-- GIVEN INFORMATION start --

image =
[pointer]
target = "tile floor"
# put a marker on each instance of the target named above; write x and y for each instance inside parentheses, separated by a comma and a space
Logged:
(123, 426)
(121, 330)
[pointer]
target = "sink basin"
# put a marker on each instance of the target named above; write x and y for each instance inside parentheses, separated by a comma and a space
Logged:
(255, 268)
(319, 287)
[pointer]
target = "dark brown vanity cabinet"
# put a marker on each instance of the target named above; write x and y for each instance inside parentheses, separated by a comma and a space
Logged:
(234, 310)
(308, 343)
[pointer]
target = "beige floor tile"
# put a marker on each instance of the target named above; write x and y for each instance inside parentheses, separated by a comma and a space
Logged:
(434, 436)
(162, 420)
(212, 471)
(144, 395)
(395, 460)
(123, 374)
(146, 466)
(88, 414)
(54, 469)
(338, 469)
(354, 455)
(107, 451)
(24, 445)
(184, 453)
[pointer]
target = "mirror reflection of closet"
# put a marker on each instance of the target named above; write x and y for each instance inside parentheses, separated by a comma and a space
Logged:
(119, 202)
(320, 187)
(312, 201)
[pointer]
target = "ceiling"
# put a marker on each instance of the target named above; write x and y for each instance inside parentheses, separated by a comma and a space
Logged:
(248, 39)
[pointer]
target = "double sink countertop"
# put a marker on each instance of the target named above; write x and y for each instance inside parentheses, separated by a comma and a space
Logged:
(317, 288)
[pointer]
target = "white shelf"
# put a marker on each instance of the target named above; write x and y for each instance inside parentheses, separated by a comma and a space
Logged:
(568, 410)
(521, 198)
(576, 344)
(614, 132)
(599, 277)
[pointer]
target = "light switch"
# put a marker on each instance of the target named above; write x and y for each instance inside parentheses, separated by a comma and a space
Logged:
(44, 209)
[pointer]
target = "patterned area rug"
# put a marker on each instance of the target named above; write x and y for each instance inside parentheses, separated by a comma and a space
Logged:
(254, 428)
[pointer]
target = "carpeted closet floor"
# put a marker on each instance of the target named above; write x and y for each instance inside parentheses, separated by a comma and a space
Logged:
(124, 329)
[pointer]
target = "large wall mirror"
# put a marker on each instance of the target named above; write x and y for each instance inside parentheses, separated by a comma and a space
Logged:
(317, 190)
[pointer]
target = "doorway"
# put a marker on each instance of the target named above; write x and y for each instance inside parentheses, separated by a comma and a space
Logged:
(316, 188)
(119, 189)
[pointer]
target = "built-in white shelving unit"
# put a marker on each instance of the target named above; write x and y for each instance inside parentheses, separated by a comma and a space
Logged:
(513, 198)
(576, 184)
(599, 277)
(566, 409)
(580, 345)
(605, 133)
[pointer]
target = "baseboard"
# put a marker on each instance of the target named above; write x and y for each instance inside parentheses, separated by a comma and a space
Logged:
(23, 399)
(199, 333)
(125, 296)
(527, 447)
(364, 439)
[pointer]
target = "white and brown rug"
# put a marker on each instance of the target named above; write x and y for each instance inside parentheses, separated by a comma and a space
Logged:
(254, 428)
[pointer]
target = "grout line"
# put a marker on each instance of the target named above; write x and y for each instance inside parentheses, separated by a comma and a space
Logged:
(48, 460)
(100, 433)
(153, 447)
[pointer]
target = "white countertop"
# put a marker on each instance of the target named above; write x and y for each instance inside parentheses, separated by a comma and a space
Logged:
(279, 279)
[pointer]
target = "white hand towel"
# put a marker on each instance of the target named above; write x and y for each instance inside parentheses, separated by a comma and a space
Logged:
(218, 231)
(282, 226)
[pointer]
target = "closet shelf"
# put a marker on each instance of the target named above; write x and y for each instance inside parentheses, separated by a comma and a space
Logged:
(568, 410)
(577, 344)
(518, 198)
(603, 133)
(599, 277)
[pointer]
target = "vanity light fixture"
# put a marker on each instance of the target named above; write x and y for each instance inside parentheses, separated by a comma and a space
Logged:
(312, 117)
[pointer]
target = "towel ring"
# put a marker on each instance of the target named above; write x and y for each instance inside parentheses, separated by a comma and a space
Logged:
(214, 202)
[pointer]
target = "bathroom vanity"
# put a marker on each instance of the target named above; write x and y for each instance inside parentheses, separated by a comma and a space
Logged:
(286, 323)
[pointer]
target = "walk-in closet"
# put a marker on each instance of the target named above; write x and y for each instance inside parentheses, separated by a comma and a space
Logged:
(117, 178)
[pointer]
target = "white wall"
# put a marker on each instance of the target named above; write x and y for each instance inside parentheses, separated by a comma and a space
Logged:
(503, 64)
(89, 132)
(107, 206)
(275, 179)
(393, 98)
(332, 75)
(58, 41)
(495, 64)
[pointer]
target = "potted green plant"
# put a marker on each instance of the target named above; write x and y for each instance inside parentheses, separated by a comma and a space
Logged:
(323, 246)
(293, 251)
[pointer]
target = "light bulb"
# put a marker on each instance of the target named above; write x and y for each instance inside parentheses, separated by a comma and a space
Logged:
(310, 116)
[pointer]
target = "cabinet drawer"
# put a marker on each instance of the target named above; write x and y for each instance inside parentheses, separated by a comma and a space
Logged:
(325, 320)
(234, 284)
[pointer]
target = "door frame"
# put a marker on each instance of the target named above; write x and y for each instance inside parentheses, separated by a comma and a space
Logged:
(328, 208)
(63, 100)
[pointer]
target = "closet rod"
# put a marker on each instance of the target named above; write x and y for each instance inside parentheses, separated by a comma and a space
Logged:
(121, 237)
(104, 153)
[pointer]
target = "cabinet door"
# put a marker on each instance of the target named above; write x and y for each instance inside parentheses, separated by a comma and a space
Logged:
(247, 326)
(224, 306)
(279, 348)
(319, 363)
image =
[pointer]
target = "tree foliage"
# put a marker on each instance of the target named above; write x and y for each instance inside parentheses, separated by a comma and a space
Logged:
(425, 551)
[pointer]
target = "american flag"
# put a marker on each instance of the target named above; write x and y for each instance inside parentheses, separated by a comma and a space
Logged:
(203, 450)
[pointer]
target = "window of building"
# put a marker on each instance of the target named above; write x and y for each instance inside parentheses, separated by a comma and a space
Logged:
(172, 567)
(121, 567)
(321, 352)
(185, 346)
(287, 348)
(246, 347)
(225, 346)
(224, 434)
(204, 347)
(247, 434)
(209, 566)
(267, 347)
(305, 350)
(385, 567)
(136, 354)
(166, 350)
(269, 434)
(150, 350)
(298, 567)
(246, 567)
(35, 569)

-- GIVEN INFORMATION end --

• _WHAT IS BEING ASKED_:
Repeat every record, keeping each word and mark exactly as it is.

• _SOLUTION BELOW_:
image =
[pointer]
target = "tile floor"
# put a marker on each instance of the target named above; write x and y for each instance inside parentheses, separated by a comma and a space
Logged:
(123, 426)
(121, 330)
[pointer]
target = "sink basin"
# put a marker on each instance of the target named above; write x and y for each instance inside parentheses, separated by a comma and a space
Logged:
(255, 268)
(319, 287)
[pointer]
target = "dark brown vanity cabinet"
# put a marker on each instance of the target named above; write x and y for each instance inside parentheses, separated by a comma and a space
Logged:
(234, 310)
(308, 343)
[pointer]
target = "beige floor tile"
# put a marker on each instance of the target named above; write x and y for each instance inside parentheses, separated by a comma and a space
Logged:
(434, 436)
(162, 420)
(212, 471)
(144, 395)
(395, 460)
(123, 374)
(146, 466)
(88, 414)
(54, 469)
(338, 469)
(354, 455)
(107, 451)
(24, 445)
(184, 453)
[pointer]
target = "mirror reflection of closet"
# put a marker on each instance of the target named above; write x and y for each instance inside parentheses, separated by a comma and a space
Logged:
(119, 202)
(320, 187)
(312, 201)
[pointer]
target = "ceiling"
# put a marker on each instance of the target named above; write x and y for each instance inside parentheses, separated by a comma and a space
Logged:
(248, 39)
[pointer]
target = "double sink countertop"
# put a marker on each instance of the target named above; write x and y for each instance inside parentheses, separated by a comma and a space
Logged:
(317, 288)
[pointer]
target = "white shelf"
# put a marker on each instance of the target named above; write x and y for each instance inside parentheses, separated by a comma and a space
Logged:
(568, 410)
(521, 198)
(576, 344)
(614, 132)
(599, 277)
[pointer]
target = "light switch"
# put a marker on each instance of the target named above; write x and y for each instance inside parentheses, separated by a comma and a space
Logged:
(44, 209)
[pointer]
target = "patterned area rug"
# put a marker on each instance of the target named above; write x and y for each instance inside parentheses, separated by a comma and a space
Logged:
(254, 428)
[pointer]
target = "carpeted closet floor"
# put a marker on each instance of the target named above; write x and y for each instance inside parentheses, separated by a comma and a space
Logged:
(124, 329)
[pointer]
target = "large wall mirror"
# put a marker on each instance of the target named above; write x and y for each instance inside parentheses, separated by a comma and a space
Logged:
(317, 190)
[pointer]
target = "doorway"
# put a marker on each instance of the target named above; write x and y for each instance inside parentheses, separated by a comma and a space
Logged:
(316, 188)
(119, 189)
[pointer]
target = "built-in white shelving unit"
# put a marker on each instance of the target named above; write x and y for each instance inside parentheses, separated by a comma and a space
Logged:
(513, 198)
(576, 184)
(599, 277)
(566, 409)
(580, 345)
(605, 133)
[pointer]
target = "baseboard"
# put a marker on each instance of the target named above; write x and y for each instance inside parentheses, separated by a comma and a space
Logged:
(23, 399)
(199, 333)
(125, 296)
(527, 447)
(364, 439)
[pointer]
target = "white and brown rug"
# put a marker on each instance of the target named above; write x and y for each instance inside parentheses, separated by a comma and a space
Logged:
(254, 428)
[pointer]
target = "grout line"
# put a marker on each instance of the target named above; write x and y for each instance inside parentheses, separated by a comma and a space
Logged:
(48, 460)
(100, 433)
(153, 447)
[pointer]
target = "white countertop"
# put a marker on each instance of the target named above; write x and y for each instance inside parentheses, separated by a comma and a space
Logged:
(279, 279)
[pointer]
target = "white hand towel"
# put a marker on each instance of the target named above; write x and y for each instance inside parentheses, separated by a comma and a space
Logged:
(218, 231)
(282, 226)
[pointer]
target = "closet shelf"
# put a marker on each instance of the target named above; write x and y for each instance inside parentheses, separated by a comma and a space
Logged:
(568, 410)
(577, 344)
(518, 198)
(603, 133)
(599, 277)
[pointer]
target = "vanity light fixture"
# put a marker on each instance of the target named above; write x and y for each instance inside parentheses, separated by a comma and a space
Logged:
(312, 117)
[pointer]
target = "towel ring"
# put a marker on each instance of the target named above; write x and y for each instance inside parentheses, separated by a comma and a space
Logged:
(214, 202)
[pointer]
target = "bathroom vanity"
# put a marker on each instance of the target named above; write x and y for each instance inside parentheses, separated by a comma and a space
Logged:
(286, 323)
[pointer]
target = "walk-in closet"
# put a marker on each instance of the target named above; write x and y for each instance inside parentheses, separated by a comma and a space
Logged:
(117, 178)
[pointer]
target = "white wall"
# put a marker on each instance of the target named above; write x and y for each instance inside parentheses, separated by a comma and a space
Logged:
(503, 64)
(89, 132)
(107, 206)
(275, 179)
(393, 98)
(332, 75)
(58, 41)
(495, 64)
[pointer]
target = "potted green plant"
# put a marker on each instance of the target named above; write x and y for each instance inside parentheses, separated by a comma and a space
Logged:
(323, 246)
(293, 251)
[pointer]
target = "light bulb"
# put a marker on each instance of the target named above; write x and y for each instance inside parentheses, separated by a comma and a space
Logged:
(310, 116)
[pointer]
target = "cabinet drawer"
# put a marker on each instance of the target named above; write x and y for each instance inside parentheses, separated by a comma and a space
Logged:
(325, 320)
(234, 284)
[pointer]
target = "door frame"
# put a marker on each instance of the target named above; write x and y for each instance inside parentheses, separated by a comma and a space
Logged:
(328, 208)
(63, 100)
[pointer]
target = "closet rod"
# put a marker on each instance of the target named above; write x and y for each instance inside parentheses, separated by a comma and a space
Logged:
(121, 237)
(104, 153)
[pointer]
target = "cabinet door"
# put a marker on each instance of the target named above; write x and y for each instance inside parentheses, separated by a comma and a space
Logged:
(247, 326)
(224, 306)
(279, 348)
(319, 363)
image =
[pointer]
target = "tree foliage"
# put a marker on each instance of the target named above; write x and y for each instance inside parentheses, separated by a comma and a space
Logged:
(425, 551)
[pointer]
target = "american flag"
# put a marker on each instance of the target named above; write x and y for each instance inside parentheses, separated by a comma and a space
Logged:
(203, 450)
[pointer]
target = "window of building"
# put a marker on each instance of the target named above; write x and y for each instance inside parentheses, separated by a comma and a space
Logged:
(172, 567)
(121, 567)
(321, 352)
(185, 346)
(287, 348)
(246, 347)
(225, 346)
(224, 434)
(204, 347)
(247, 434)
(209, 566)
(267, 347)
(305, 350)
(385, 567)
(136, 354)
(166, 350)
(269, 434)
(150, 350)
(298, 567)
(246, 567)
(35, 569)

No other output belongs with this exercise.